(begin)
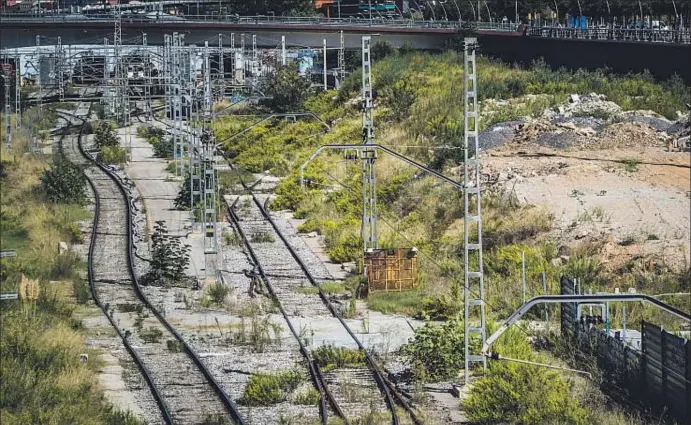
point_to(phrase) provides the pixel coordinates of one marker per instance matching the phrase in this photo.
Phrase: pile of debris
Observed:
(591, 105)
(629, 135)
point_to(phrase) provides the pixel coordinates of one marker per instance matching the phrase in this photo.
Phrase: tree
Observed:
(169, 256)
(288, 90)
(382, 49)
(105, 135)
(64, 182)
(400, 98)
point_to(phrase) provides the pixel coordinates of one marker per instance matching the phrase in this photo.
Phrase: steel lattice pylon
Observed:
(474, 288)
(341, 62)
(369, 184)
(6, 76)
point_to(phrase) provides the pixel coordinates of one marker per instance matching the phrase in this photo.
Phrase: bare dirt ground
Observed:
(635, 200)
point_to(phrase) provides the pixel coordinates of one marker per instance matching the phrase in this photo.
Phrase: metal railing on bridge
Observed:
(153, 17)
(681, 36)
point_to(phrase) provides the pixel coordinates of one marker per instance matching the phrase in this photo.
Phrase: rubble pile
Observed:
(591, 105)
(629, 135)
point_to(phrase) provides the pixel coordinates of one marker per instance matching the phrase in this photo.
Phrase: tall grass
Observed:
(422, 118)
(43, 380)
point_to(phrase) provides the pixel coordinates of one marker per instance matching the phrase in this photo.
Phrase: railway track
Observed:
(184, 389)
(285, 273)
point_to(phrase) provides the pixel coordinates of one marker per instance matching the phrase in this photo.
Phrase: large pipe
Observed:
(559, 299)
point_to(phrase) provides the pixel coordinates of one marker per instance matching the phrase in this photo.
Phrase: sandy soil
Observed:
(639, 196)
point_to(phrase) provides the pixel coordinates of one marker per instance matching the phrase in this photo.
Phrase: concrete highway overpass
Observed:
(22, 32)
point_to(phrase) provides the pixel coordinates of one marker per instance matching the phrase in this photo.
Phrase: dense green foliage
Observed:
(288, 90)
(169, 256)
(419, 114)
(105, 135)
(522, 394)
(184, 198)
(332, 357)
(64, 182)
(437, 349)
(43, 380)
(107, 142)
(163, 145)
(266, 389)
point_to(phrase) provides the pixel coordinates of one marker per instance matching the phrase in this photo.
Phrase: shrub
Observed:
(112, 155)
(218, 292)
(183, 200)
(521, 394)
(169, 256)
(437, 349)
(265, 389)
(81, 290)
(64, 182)
(175, 346)
(163, 148)
(311, 397)
(400, 98)
(288, 90)
(151, 334)
(330, 357)
(262, 237)
(382, 49)
(105, 135)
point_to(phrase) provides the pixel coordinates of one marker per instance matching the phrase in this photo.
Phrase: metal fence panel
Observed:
(659, 375)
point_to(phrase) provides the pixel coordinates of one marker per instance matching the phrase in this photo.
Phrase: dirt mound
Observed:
(628, 135)
(614, 136)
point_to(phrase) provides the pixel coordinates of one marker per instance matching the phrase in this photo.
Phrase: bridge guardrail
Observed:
(232, 19)
(614, 34)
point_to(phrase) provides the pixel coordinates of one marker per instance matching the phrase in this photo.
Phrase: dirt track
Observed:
(636, 201)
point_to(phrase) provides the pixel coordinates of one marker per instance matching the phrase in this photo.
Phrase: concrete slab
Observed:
(158, 192)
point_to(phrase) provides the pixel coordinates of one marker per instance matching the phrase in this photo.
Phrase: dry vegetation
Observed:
(43, 380)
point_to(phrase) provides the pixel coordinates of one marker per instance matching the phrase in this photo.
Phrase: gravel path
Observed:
(183, 387)
(354, 389)
(225, 337)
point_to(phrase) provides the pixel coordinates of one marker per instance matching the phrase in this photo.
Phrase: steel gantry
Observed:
(7, 73)
(473, 268)
(369, 183)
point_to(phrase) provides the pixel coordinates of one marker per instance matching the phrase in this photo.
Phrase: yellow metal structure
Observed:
(391, 269)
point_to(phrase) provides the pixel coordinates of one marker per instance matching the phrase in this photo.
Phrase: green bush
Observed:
(175, 346)
(151, 334)
(218, 292)
(330, 357)
(105, 135)
(437, 349)
(164, 147)
(64, 182)
(382, 49)
(521, 394)
(310, 397)
(81, 290)
(169, 256)
(112, 155)
(265, 389)
(288, 90)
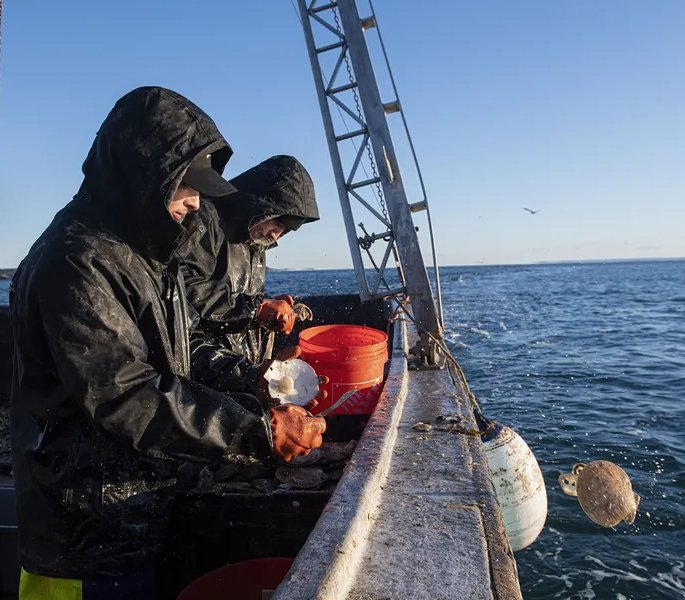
(end)
Locate each line of the material above that contains the string "track" and copy those lines out. Treat uppercase and lowercase as different.

Phrase: railway track
Phrase: dirt track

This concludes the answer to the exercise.